Copy all of the records below verbatim.
========
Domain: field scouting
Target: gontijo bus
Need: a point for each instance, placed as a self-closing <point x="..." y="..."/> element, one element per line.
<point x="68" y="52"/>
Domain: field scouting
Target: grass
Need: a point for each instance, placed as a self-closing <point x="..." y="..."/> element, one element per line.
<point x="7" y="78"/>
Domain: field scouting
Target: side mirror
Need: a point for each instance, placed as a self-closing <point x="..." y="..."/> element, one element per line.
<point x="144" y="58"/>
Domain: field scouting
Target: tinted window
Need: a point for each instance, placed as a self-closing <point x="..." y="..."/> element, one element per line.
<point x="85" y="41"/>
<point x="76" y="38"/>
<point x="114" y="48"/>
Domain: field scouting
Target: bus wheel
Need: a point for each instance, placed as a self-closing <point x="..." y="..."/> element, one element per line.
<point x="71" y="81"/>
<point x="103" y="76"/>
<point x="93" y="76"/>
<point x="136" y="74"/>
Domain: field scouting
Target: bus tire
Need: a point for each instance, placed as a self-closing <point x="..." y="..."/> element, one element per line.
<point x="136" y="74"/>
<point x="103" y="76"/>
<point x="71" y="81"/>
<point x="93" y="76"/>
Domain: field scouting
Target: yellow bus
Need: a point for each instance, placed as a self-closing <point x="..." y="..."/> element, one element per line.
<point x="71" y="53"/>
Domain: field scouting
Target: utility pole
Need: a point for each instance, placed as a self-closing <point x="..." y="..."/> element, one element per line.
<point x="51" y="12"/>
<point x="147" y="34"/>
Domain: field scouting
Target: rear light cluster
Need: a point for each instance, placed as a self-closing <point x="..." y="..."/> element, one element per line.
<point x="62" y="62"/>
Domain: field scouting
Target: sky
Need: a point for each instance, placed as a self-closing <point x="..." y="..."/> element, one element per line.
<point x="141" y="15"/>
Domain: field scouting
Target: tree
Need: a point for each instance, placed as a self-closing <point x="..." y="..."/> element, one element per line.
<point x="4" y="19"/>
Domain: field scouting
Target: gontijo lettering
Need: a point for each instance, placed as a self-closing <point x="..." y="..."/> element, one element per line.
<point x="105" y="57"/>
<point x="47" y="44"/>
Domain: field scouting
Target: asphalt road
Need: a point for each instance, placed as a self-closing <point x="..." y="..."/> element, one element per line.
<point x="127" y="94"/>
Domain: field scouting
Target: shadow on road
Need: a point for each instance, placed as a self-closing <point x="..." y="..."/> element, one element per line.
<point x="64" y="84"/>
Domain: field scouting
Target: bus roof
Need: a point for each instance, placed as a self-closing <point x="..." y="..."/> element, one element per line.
========
COMPLETE OUTPUT:
Domain: field scouting
Target: gontijo bus
Need: a point for each instance, placed as a self-closing <point x="..." y="..."/> element, one element per line.
<point x="68" y="52"/>
Domain: field scouting
Target: grass
Need: a point for each instance, placed as a self-closing <point x="..." y="..."/> element, one element per line.
<point x="7" y="78"/>
Domain: field scouting
Target: side mirror
Need: a point for each instance, placed as a self-closing <point x="..." y="..."/> element, one element per line.
<point x="144" y="58"/>
Domain: field scouting
Target: tinted window
Need: a point for each instance, placed as a self-closing <point x="..." y="..."/> element, one element per line.
<point x="85" y="41"/>
<point x="76" y="38"/>
<point x="114" y="48"/>
Domain: field scouting
Target: bus wheel
Need: a point for each instance, placed as a self-closing <point x="..." y="..."/> element, one element per line.
<point x="71" y="81"/>
<point x="103" y="76"/>
<point x="93" y="76"/>
<point x="136" y="74"/>
Domain: field scouting
Target: bus tire
Need: a point for each instance, placed as a self-closing <point x="..." y="..."/> element, one element per line.
<point x="136" y="74"/>
<point x="103" y="76"/>
<point x="71" y="81"/>
<point x="93" y="76"/>
Domain: field scouting
Target: yellow bus
Need: a point for each instance, placed as a self-closing <point x="..." y="..."/> element, one element per line.
<point x="71" y="53"/>
Domain: field scouting
Target: utility pole
Need: a point for each instance, placed as a self-closing <point x="..." y="..."/> element, one element per line.
<point x="51" y="12"/>
<point x="147" y="34"/>
Domain: field scouting
Target: rear light cluster
Need: a point for each instance, placed as a self-closing <point x="..." y="..."/> element, one element per line.
<point x="62" y="62"/>
Domain: field scouting
Target: sky
Need: a point for each instance, placed as a self-closing <point x="..." y="..."/> element, one element per line.
<point x="141" y="15"/>
Domain: field scouting
Target: tree
Need: a point for each instance, placed as a self-closing <point x="..." y="..."/> element, one element per line.
<point x="4" y="19"/>
Domain: field scouting
Target: gontijo lettering
Need: a point for each instance, placed as a self-closing <point x="..." y="..."/> element, one element per line.
<point x="105" y="57"/>
<point x="47" y="44"/>
Domain: field scouting
Target: asphalt road
Need: a point for each instance, placed as a self-closing <point x="..." y="..."/> element, one element per line.
<point x="127" y="94"/>
Domain: field scouting
Target: shadow on road
Need: a point for each instance, placed as a self-closing <point x="..." y="..."/> element, one element per line.
<point x="64" y="84"/>
Domain: field scouting
Target: bus roof
Need: a point for each instance, placed as a self-closing <point x="..." y="..."/> element, one element per line.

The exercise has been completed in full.